··· RECORDS SUPPLIED
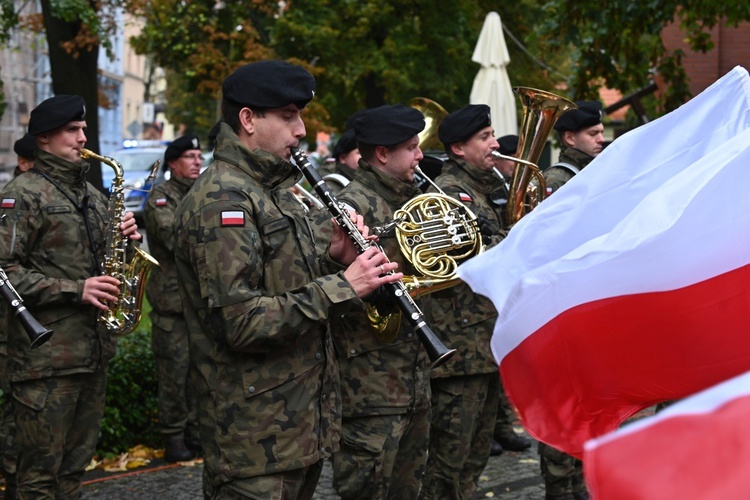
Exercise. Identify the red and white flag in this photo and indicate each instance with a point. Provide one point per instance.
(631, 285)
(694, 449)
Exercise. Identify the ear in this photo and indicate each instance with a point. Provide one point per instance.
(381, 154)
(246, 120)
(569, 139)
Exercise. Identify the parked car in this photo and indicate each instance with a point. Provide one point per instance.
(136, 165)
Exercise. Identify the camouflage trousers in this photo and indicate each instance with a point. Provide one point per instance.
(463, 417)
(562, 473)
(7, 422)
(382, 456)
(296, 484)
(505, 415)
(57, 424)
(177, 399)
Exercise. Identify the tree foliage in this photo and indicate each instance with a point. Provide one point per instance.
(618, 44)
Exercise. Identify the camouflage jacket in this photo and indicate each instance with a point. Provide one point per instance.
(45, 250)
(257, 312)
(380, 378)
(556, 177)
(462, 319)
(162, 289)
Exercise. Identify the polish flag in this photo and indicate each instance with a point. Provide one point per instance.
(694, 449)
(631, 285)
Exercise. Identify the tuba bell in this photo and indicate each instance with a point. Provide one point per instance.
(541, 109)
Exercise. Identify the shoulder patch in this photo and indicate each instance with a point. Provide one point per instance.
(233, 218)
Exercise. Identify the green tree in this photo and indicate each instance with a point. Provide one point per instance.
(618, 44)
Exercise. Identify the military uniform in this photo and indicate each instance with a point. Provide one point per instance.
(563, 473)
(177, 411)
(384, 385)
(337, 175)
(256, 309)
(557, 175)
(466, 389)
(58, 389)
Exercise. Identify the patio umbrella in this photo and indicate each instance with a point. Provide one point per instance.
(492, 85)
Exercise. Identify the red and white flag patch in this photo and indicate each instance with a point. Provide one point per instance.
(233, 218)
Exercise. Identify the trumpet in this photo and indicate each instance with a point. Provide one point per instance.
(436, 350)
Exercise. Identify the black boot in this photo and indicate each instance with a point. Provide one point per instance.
······
··· RECORDS SUPPLIED
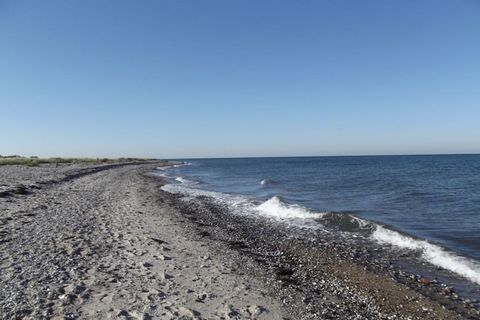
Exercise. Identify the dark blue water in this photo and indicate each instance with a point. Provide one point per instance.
······
··· RECORDS SUPPLIED
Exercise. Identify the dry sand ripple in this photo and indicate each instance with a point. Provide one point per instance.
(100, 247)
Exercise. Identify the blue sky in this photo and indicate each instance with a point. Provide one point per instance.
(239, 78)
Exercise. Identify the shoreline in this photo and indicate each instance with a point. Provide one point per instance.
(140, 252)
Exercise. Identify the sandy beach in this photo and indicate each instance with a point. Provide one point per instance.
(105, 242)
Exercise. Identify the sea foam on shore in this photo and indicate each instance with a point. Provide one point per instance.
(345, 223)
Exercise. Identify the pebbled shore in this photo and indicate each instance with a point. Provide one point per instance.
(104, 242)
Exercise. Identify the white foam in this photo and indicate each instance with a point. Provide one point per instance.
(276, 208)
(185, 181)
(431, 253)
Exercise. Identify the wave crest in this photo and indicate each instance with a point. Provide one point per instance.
······
### EXERCISE OBJECTIVE
Gather every line from the items above that contains the word "camouflage".

### RESULT
Exercise. Identify the camouflage trousers in this photo and indicate each instance with a point. Provide one point per instance.
Exercise. Identify the camouflage jacket in this photo and indicate each instance with a point. Provide one point per instance.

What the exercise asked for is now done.